| ФРАГМЕНТ ТЕКСТА |
Н.В. Соколов
АНТИ-ШКОЛЬНАЯ ФОТОГРАФИЯ: РЕПЛИКА РЕЦЕНЗЕНТА
Статья Татьяны Шманкевич «О потенциале фотографии для социологического исследования. Сюжет школьного гламура» попала ко мне на этапе рассмотрения в редакции «Журнала социологии и социальной антропологии». Начав знакомство с этим материалом, я почти сразу отметил его немалый паблицитный потенциал. Интригующая тематика, приятный (мне даже представляется более точным термин милый) строй текста и академический dress code (прежде всего — ссылки, каким/«как им» положено быть в статье) способны соблазнить читателя и удержать до тех пор, пока он не доберётся до последней строчки. Поэтому данная публикация претендует на то, чтобы войти в число самых читаемых и, как следствие, самых обсуждаемых материалов журнала. Одно обстоятельство, однако, не давало мне покоя и в конце концов вынудило приняться за подготовку развёрнутого комментария. Я полагаю, что рассматриваемая статья вовсе не является исследовательской (как она позиционирована) и даже в качестве публицистической может рассматриваться лишь с определёнными оговорками.
Основной проблемой текста Т. Шманкевич является его предмет. Я подразумеваю под предметом те элементы объекта, его существенные свойства, аспекты его бытия и т.п., на которых фокусируется исследователь, посредством выделения которых он моделирует реальность, абстрагируется и преодолевает многообразие и неисчерпаемость реального объекта. (См., напр., Практикум... 1987: 15). Попробую обосновать, что ни одна из трёх ключевых категорий, заявленных в названии, — фотография, школа, гламур — на деле не является предметом авторского исследования.
Гламур не стал предметом потому, что авторский подход к социологической интерпретации гламура представляется поверхностным и мутным, несмотря на наличие ряда тематических ссылок, прежде всего ссылки на доклад В. Зверевой. Я не считаю здесь уместным развивать дискуссию о том, что на самом деле представляет собой гламур, но если автору угодно предъ-
являть читателю именно его, требуются операциональные аргументы. Объявлять же всё красивое, цветное и глянцевое гламурным дозволено модным девицам, а не социологам. Потому что большинство красивых, цветных, глянцевых и т.п. вещей появились задолго до рождения моды на это словцо и вполне доступны для интерпретации без его участия. Кроме того, если уж разбираться с гламуром как эстетическим, культурным или даже идеологическим (как пишет Т. Михайлова) феноменом, то его бытие должно стать предметом наблюдения и анализа. В данном контексте небезынтересно, как гламур (если это и вправду он) проник в сознание школьниц и что он там вообще делает. Но это совершенно выводит нас за пределы текста Т. Шман-кевич, т.к. из него мы узнаем, пожалуй, одно — страшеклассницы (и не только они) пристрастились употреблять это слово для обозначения того, что их увлекает.

| ЗАПИСИ ДАННЫХ |
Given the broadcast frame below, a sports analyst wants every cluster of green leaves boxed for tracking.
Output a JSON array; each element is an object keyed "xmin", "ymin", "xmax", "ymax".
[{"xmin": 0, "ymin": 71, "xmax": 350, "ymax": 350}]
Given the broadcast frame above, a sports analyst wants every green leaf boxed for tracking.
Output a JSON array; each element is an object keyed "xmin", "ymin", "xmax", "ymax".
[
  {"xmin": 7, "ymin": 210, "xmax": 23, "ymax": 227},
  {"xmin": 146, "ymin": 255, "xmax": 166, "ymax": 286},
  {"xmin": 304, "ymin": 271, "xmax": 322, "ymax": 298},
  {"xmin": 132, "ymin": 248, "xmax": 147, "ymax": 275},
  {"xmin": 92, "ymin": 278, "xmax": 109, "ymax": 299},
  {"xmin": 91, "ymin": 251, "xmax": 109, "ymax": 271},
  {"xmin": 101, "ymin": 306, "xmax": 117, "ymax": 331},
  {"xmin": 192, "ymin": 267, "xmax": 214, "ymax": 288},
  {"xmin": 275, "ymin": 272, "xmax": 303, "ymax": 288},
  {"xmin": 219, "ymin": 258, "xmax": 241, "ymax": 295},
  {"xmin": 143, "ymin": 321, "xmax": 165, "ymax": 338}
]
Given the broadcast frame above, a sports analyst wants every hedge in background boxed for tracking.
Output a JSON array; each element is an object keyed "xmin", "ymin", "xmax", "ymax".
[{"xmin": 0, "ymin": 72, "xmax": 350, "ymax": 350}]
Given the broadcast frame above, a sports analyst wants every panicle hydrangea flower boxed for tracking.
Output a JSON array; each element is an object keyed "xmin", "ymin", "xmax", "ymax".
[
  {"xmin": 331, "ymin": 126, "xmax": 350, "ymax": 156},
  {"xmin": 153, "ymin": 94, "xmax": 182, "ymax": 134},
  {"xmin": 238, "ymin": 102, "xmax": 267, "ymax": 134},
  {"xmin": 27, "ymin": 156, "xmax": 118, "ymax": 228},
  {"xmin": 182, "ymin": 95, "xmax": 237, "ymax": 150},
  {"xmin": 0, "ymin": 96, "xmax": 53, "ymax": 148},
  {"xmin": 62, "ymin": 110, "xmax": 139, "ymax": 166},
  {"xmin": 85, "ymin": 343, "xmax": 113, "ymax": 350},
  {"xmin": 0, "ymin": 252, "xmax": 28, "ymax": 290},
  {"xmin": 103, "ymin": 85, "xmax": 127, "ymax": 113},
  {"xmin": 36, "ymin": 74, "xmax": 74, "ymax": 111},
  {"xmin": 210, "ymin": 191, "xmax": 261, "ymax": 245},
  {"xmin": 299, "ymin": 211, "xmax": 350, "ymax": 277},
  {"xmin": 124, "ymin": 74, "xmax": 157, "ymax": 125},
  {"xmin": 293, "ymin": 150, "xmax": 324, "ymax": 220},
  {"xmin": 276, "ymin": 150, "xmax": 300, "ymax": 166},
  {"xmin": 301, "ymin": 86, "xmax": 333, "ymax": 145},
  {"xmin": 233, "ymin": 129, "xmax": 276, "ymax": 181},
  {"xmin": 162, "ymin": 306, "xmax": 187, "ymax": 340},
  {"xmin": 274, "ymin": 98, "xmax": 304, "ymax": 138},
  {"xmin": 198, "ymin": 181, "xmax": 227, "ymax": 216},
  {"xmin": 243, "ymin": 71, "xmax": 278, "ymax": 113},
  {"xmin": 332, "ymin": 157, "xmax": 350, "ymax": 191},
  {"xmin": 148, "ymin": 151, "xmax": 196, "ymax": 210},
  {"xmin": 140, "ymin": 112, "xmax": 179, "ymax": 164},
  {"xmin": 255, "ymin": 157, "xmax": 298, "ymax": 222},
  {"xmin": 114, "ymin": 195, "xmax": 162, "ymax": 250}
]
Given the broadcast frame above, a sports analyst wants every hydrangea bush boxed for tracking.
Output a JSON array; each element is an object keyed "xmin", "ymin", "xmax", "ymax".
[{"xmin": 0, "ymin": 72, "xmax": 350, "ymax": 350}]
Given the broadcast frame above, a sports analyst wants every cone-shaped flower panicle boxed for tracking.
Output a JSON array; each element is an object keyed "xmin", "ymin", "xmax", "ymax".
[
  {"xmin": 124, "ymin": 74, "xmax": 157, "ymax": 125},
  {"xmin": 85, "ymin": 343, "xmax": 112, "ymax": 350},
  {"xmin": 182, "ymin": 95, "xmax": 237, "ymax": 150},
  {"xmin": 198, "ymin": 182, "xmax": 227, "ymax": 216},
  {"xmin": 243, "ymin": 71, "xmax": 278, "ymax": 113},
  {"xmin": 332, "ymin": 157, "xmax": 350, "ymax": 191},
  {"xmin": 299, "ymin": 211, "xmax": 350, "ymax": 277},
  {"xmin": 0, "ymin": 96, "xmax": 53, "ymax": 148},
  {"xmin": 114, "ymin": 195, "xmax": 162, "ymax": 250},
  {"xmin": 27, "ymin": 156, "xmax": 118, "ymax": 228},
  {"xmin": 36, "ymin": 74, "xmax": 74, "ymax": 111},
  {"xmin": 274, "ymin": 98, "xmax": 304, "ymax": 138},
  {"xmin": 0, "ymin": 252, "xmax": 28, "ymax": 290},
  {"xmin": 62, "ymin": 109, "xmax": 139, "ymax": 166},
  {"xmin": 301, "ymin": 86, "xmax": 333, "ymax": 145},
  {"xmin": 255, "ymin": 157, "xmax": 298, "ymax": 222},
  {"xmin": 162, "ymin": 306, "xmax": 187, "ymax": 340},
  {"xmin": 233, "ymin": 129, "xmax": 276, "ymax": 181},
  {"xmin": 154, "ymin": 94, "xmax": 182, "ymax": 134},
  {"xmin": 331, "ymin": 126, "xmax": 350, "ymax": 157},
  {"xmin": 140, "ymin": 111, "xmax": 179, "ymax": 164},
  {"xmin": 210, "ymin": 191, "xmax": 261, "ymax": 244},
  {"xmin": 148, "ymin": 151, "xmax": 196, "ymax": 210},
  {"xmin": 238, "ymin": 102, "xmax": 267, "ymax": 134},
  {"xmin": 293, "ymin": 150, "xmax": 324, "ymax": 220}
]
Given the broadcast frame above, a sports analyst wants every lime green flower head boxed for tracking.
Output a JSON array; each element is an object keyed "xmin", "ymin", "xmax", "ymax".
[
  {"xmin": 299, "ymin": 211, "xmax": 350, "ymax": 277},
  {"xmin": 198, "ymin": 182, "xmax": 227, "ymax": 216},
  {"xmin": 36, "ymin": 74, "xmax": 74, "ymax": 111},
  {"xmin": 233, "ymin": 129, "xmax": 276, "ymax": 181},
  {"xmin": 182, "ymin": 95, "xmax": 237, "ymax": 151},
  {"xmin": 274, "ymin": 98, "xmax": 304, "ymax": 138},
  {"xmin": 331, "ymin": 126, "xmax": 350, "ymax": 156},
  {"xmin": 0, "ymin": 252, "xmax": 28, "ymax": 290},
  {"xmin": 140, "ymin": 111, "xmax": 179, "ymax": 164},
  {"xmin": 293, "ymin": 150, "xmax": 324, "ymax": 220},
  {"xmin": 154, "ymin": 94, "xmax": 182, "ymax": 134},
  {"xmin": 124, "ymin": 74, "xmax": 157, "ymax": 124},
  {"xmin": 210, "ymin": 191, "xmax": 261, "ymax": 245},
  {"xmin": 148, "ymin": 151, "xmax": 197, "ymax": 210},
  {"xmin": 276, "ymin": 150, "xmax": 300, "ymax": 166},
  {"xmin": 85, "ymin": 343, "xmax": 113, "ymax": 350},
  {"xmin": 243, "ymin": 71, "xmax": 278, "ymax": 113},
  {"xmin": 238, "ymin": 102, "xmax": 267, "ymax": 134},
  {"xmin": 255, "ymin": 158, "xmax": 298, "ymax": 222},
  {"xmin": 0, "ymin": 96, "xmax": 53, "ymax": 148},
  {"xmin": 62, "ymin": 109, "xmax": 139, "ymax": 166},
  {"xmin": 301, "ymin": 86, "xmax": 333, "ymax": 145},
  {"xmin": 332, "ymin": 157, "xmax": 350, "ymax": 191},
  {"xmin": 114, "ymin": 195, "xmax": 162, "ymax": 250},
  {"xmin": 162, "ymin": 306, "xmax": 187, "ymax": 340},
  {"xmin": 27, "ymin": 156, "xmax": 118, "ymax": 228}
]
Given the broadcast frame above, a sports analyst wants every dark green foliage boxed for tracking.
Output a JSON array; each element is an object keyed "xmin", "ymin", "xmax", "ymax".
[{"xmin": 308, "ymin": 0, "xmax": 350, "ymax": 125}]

| ЗАДАНИЕ |
Пожалуйста, ответьте по реплике рецензента: в редакции какого журнала рассматривалась статья Татьяны Шманкевич?

| ОТВЕТ |
В редакции «Журнала социологии и социальной антропологии».